*SUPPLIED TEXT*
....................
As the football season continues to spiral downward, don’t lose track of the most important job in Bellmont, Athletics Director. 

Utah v BYU Photo by George Frey/Getty Images

Synergy. Cord Cutting. Content Providers. Distributors. Skinny Bundles. Net Neutrality.

Buzzwords helping to explain where media might be taking sports (and us) for a ride in the Brave New World of TV/Internet.

Words that every Power 5 Conference Athletics Director need to have at the ready for the next 5 or 10 years.

Forget about the chaos churning at DKR, the AD chair is where you need a visionary with a sharpened sense of what is needed to keep Texas at the forefront of collegiate athletics.

Two recent developments dramatically point to the need for a calm, self-assured director who can see farther than next year’s home schedule.

What’s that you say? Texas has an AD?

Yes, and I happen to think that Mike Perrin has done excellent job in a lot of areas, such as calming the waters after the short-lived and disastrous Steve Patterson Era. He has helped navigate Texas through negotiations with Nike that produced, at the time, the richest apparel deal for any University. He has given his coaches full support. But Mike is also 70, and is working without a formal contract.

Perrin, who played under Darrell Royal and was a successful trial lawyer has a “mutual agreement” formed with UT President Greg Fenves through emails. It calls for Perrin to serve through the 2017-18 academic year at an annual salary of $750,000.

While Texas announced him as the “permanent” AD, there is no formal written agreement. UT would not owe Perrin any kind of buyout, should he decide to retire or the school decides it is time to search for another AD.

Two major stories broke last week that will help to set in motion yet another “media distribution revolution,” that will unfold in the near future, stories that will have a real effect on college football.
....................
*EXERCISE INPUT*

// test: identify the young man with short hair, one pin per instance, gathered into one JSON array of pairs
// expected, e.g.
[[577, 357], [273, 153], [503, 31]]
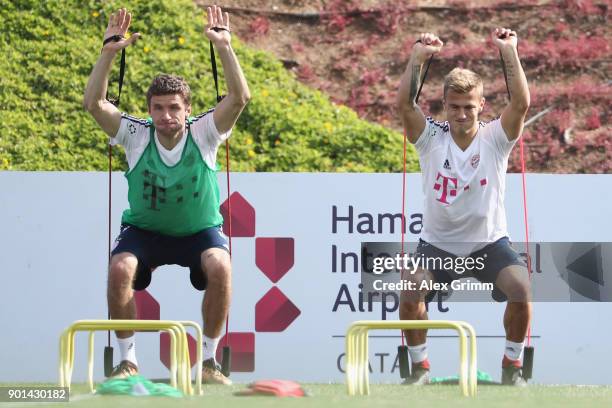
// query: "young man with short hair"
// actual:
[[464, 163], [173, 193]]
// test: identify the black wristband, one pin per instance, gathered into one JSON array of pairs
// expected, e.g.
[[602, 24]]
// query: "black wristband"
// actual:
[[114, 38]]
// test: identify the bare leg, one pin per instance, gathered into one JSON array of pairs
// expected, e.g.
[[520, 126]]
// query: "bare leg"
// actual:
[[120, 294], [215, 305], [514, 282], [412, 306]]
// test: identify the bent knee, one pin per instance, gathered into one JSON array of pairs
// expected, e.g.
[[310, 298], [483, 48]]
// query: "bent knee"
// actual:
[[217, 266], [122, 270]]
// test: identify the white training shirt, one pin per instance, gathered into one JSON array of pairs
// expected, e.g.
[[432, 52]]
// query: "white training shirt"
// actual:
[[133, 135], [463, 190]]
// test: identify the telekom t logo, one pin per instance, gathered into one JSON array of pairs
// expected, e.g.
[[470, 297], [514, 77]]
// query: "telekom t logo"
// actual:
[[448, 186]]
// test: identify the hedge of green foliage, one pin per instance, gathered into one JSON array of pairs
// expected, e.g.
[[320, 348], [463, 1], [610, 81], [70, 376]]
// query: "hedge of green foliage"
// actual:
[[49, 48]]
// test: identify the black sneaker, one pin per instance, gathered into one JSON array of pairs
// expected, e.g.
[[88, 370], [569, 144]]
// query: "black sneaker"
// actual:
[[513, 375], [418, 376], [211, 373], [125, 369]]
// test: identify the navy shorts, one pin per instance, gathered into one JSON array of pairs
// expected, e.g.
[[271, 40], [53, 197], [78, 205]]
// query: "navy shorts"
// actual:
[[153, 249], [497, 255]]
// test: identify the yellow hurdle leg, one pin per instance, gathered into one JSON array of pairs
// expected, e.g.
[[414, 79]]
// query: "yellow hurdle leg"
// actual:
[[90, 362]]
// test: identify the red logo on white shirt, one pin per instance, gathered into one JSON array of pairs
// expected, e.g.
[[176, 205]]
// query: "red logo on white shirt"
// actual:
[[475, 160], [446, 189]]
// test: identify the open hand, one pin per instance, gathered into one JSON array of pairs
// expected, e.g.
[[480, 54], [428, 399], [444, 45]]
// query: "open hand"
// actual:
[[504, 38], [219, 20], [118, 24], [427, 45]]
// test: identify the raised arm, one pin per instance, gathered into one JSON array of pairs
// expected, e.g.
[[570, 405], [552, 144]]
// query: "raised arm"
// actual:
[[513, 116], [412, 116], [94, 100], [238, 95]]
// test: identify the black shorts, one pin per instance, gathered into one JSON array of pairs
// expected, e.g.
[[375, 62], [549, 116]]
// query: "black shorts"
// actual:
[[496, 255], [153, 249]]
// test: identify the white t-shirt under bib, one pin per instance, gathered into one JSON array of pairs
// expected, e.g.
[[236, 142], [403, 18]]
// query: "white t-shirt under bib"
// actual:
[[133, 135], [463, 190]]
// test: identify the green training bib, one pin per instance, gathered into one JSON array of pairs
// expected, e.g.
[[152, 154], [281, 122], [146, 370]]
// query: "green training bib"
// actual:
[[174, 200]]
....................
*SHORT TASK 1*
In the article on the Texas athletics director:
(a) How old is Mike Perrin?
(b) What annual salary does his agreement with Greg Fenves set?
(c) With which company did Texas negotiate its apparel deal?
*SHORT TASK 2*
Collect every line of the entries that contains the word "hand".
The article and the entries have no connection to each other.

*WRITTEN REPLY 1*
(a) 70
(b) $750,000
(c) Nike

*WRITTEN REPLY 2*
// test: identify the open hand, one pin per instance, gathered into one JSON array of pairs
// query: "open hand"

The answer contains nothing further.